◆ **Aim of the task**
Could you transcribe every record below exactly as written, leaving out any pictures?

··· Listed entries

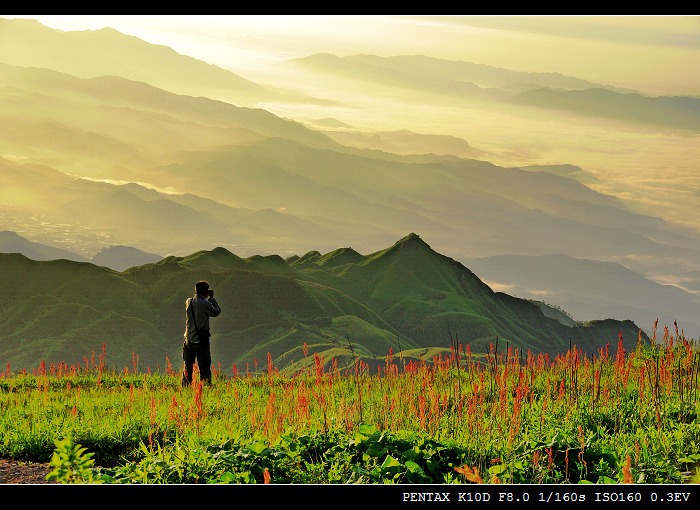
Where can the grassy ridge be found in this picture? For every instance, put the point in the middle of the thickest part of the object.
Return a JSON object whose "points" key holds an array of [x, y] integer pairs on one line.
{"points": [[403, 297], [617, 417]]}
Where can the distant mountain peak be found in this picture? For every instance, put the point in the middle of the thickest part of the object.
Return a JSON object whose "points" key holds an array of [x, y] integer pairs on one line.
{"points": [[412, 240]]}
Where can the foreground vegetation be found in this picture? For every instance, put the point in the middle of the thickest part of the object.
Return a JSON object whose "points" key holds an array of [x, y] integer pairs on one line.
{"points": [[503, 417]]}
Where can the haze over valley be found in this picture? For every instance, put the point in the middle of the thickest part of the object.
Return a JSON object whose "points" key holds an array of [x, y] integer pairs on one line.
{"points": [[110, 143]]}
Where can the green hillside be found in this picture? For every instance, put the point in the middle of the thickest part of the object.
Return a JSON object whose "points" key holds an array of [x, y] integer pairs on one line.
{"points": [[342, 306]]}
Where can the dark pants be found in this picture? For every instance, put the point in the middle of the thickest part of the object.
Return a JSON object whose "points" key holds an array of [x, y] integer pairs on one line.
{"points": [[196, 352]]}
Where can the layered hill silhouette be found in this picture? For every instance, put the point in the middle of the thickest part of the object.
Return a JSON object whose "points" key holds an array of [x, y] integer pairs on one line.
{"points": [[404, 300], [101, 150], [118, 258]]}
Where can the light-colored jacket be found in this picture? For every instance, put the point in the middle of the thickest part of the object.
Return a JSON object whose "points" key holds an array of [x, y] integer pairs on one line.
{"points": [[203, 308]]}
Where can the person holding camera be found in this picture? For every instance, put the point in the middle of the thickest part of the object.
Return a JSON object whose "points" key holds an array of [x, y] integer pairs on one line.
{"points": [[196, 347]]}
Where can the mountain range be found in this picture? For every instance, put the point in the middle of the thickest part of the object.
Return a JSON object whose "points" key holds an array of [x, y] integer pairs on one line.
{"points": [[115, 150], [406, 300]]}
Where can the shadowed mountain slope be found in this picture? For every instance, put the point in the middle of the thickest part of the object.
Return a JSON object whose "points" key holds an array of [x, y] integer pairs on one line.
{"points": [[404, 298]]}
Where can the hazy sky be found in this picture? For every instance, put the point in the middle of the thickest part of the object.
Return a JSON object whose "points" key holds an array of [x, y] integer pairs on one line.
{"points": [[658, 55]]}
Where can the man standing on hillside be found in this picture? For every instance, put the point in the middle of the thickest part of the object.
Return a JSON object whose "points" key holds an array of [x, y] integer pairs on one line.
{"points": [[198, 309]]}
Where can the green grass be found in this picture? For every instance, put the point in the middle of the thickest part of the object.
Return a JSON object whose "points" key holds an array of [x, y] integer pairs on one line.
{"points": [[505, 417]]}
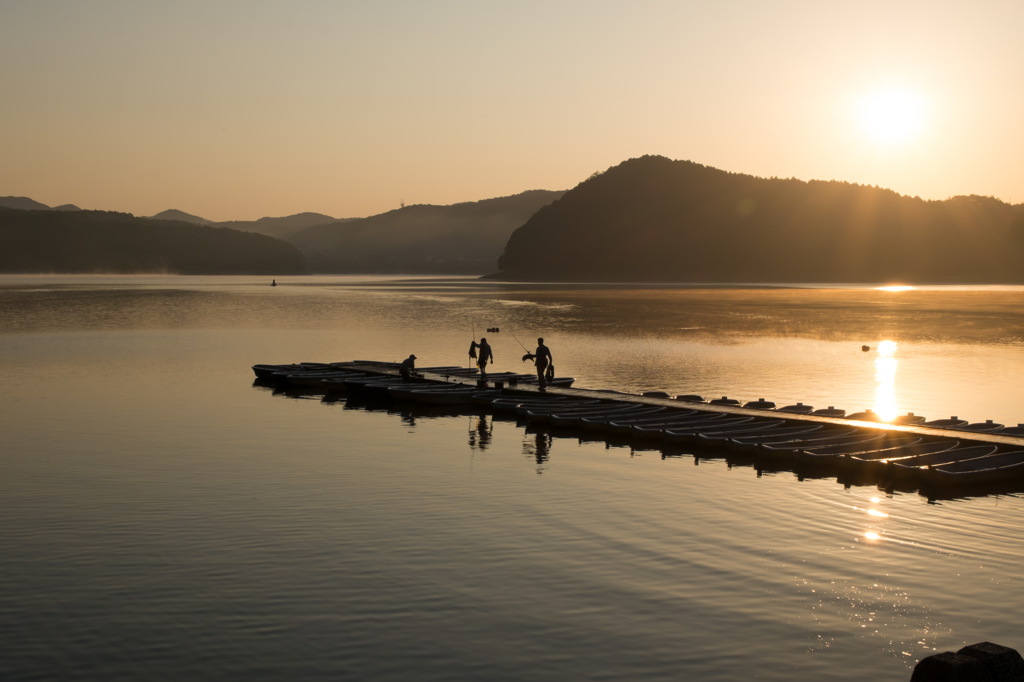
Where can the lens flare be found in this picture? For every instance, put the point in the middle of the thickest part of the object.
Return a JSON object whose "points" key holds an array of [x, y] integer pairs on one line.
{"points": [[885, 375], [892, 117]]}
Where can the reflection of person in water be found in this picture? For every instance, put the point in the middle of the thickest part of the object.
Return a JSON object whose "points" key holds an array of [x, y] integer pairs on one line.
{"points": [[484, 356], [480, 436], [540, 449], [408, 368], [542, 358]]}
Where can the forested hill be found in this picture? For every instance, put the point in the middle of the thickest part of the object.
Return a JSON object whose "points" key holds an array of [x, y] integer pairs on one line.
{"points": [[49, 241], [656, 219], [458, 239]]}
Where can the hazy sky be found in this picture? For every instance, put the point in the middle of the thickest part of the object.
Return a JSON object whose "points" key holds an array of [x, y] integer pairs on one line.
{"points": [[241, 110]]}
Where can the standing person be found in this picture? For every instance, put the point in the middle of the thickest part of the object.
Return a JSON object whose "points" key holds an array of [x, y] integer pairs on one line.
{"points": [[408, 368], [542, 358], [485, 356]]}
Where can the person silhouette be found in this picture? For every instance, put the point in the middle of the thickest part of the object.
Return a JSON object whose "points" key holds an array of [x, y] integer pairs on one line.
{"points": [[485, 355], [542, 358], [408, 368]]}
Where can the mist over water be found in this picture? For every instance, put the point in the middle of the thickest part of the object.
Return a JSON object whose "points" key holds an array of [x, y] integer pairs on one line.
{"points": [[161, 517]]}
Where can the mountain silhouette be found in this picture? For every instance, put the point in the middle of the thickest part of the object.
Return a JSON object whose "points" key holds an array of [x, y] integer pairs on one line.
{"points": [[26, 204], [47, 241], [662, 220], [422, 239], [282, 226], [174, 214]]}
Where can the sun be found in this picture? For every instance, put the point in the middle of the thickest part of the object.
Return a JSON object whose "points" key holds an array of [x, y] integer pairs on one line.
{"points": [[892, 117]]}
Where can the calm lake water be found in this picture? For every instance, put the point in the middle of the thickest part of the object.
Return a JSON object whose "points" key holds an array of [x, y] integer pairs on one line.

······

◆ **Response below**
Where can the grassy ridge be found in this picture? For every instance, put the point in the middle of the thickest part of the object.
Return a JSON object whose "points" key holds an array of [x, y] integer pairs on one line.
{"points": [[403, 297], [617, 417]]}
Where can the distant mountain peak be found in this picture? For every instance, put the point in the middle of the thickest part of the object.
Return a JSON object whose "points" key holds an array of [x, y] integer pairs on one line.
{"points": [[412, 240]]}
Where can the foreground vegetation be found in this picture? For every instance, put the point in the middle of the thickest part of the object.
Return a JSON object whose "points" key holds an array of [x, y] integer pairs on one line.
{"points": [[503, 417]]}
Where can the haze over valley be found in this picture? For every instance, put the point in the middle of the thickest part of the object.
Return a JSON object whose "points" key holds an array of [x, y] integer pairs on one line.
{"points": [[110, 143]]}
Where can the green hillside be found in this picture? For every instance, put the point in the middle of the thickest part of the object.
Return a JSON object whose "points" key holds an array of [x, y] integer pairs on one line.
{"points": [[342, 306]]}
Where can the dark pants be found in this picture? For every instance, put the point in the middle of the thickest part of the object.
Return a JSON object whose "points" key holds an array of [x, y] integer pairs on one line.
{"points": [[196, 352]]}
Where can the layered hill silhouette be found in this picture? For every instance, put the point in the middle of the thickest part of the object.
Return a JSON object whose "points" key holds an array of [x, y] integer pairs on one line.
{"points": [[404, 300], [101, 150], [118, 258]]}
Where can the light-colored jacket be found in this picture? For every instance, put the point in the middle of the thickest part of the object.
Return a JSON object whose "points" key holds an array of [x, y] integer pairs on one line.
{"points": [[203, 308]]}
Where can the person holding camera be found in this picture? For every instance, put the point in the middle of the thickest part of the object.
Return a JSON object whose "points" key holds an array of [x, y] integer pairs on one line.
{"points": [[196, 347]]}
Where can the mountain range be found in this picture? For every instance, put the point in the middle of the thickest part of the object.
Return a JSON object whose "points" key holds an array of [x, y] integer pairs on one line.
{"points": [[115, 150], [406, 300]]}
Where can the shadowed mountain slope be found in this picture? For every instance, put the point in the middle of the thickest part of the object.
Return a JSON object whose "points" key holds an array of [x, y] integer pairs on one line.
{"points": [[404, 298]]}
Where can the hazy sky be found in this picture? For every instance, put the point in the middle of the thickest part of the object.
Return a JSON object whose "points" key holds an array of [x, y] integer pairs on one line.
{"points": [[658, 55]]}
Where can the man standing on hillside be found in this picture? For every instance, put the point in the middle of the thickest part of the object.
Return a JSON object whose "points" key holds an array of [x, y] integer pairs on one line.
{"points": [[198, 309]]}
Where can the green grass be found in this picture? For every instance, put the point in the middle of the thickest part of the object.
Return a JSON object whose "points" key holds an array of [x, y] integer pairs on one line.
{"points": [[505, 417]]}
Where can the lens flare be found in this picture? For every instance, put the point in the middle of the thickest part of the object.
Return a JSON object whose "points" key holds an array of [x, y] integer pairs on one line.
{"points": [[885, 375], [892, 117]]}
Where can the reflection of person in water be found in this picture? For every instance, put the point in the middle of the thickest part of the object.
Return a JSON object whose "points" key holds an array of [x, y] integer pairs on one line.
{"points": [[484, 356], [480, 436], [540, 449], [408, 368], [542, 358]]}
Where can the forested hill be found in this picture? For every instance, put the point in the middle of the thickest part of the object.
Return a JSON object whose "points" key holds an array of [x, y] integer pairs on one line.
{"points": [[49, 241], [656, 219], [458, 239]]}
Where can the hazy sky be found in this picture? For every instance, put the point in the middle of the thickest part of the object.
Return a JSON object whose "points" key holds an array of [x, y] integer pairs on one line.
{"points": [[241, 110]]}
Where can the standing person be found in this picture? For every instance, put the point in the middle of the thickest part of the object.
Return a JSON object whose "points" key holds an array of [x, y] integer pairs on one line.
{"points": [[408, 368], [542, 358], [485, 356]]}
Where can the person silhouette be found in this picture? For every instance, put the point in the middle of the thickest part of the object.
Return a JSON object whose "points" key holds an array of [x, y] integer pairs on one line.
{"points": [[485, 355], [542, 358], [408, 368]]}
Where can the mist over water be found in this picture? For every instance, put the point in the middle of the thickest part of the object.
Return a JSON object whose "points" key holds an array of [x, y] integer pairs on one line.
{"points": [[161, 517]]}
Where can the mountain silhouette be found in this picture? For every instance, put the point in the middle of the thickest part of the object.
Return a JSON object whose "points" key holds an array of [x, y] integer pairs on one line.
{"points": [[26, 204], [47, 241], [662, 220], [422, 239], [282, 226], [174, 214]]}
Where can the sun be found in this picture? For every instance, put the point in the middle of the thickest part of the object.
Return a JSON object whose "points" key holds an array of [x, y] integer pairs on one line.
{"points": [[892, 117]]}
Where can the calm lake water be found in this picture? For every instance, put the point in the middle of the thickest part of the object.
Return a JSON object whose "points" key holds an array of [x, y] integer pairs on one line.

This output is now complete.